Take each line of the entries below that contains "paved" and copy it.

# # # # #

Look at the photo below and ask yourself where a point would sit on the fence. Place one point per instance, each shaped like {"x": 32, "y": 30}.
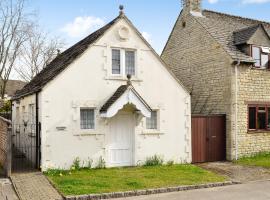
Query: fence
{"x": 5, "y": 145}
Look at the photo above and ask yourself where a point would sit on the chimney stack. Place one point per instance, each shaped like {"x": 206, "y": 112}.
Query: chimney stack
{"x": 193, "y": 6}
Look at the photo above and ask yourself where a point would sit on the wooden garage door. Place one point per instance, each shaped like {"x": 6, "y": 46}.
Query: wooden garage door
{"x": 208, "y": 138}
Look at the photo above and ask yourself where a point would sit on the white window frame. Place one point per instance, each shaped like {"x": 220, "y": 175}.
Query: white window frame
{"x": 123, "y": 62}
{"x": 95, "y": 119}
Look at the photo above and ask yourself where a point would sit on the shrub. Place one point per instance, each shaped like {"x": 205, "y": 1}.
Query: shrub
{"x": 170, "y": 163}
{"x": 153, "y": 161}
{"x": 89, "y": 163}
{"x": 101, "y": 164}
{"x": 76, "y": 164}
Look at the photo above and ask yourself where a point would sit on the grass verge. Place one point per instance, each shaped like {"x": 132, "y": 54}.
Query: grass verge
{"x": 259, "y": 160}
{"x": 96, "y": 181}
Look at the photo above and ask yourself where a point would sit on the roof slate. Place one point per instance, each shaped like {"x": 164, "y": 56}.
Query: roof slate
{"x": 222, "y": 27}
{"x": 62, "y": 61}
{"x": 243, "y": 35}
{"x": 118, "y": 93}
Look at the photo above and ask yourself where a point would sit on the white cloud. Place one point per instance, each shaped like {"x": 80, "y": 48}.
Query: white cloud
{"x": 147, "y": 36}
{"x": 213, "y": 1}
{"x": 254, "y": 1}
{"x": 82, "y": 26}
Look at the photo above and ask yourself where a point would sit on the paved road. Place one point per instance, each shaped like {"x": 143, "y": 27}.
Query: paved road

# # # # #

** Task output **
Look at the photo above and ask yourself where a point would sit on the paved road. Place one point per instance, each shaped like {"x": 143, "y": 27}.
Query: paved road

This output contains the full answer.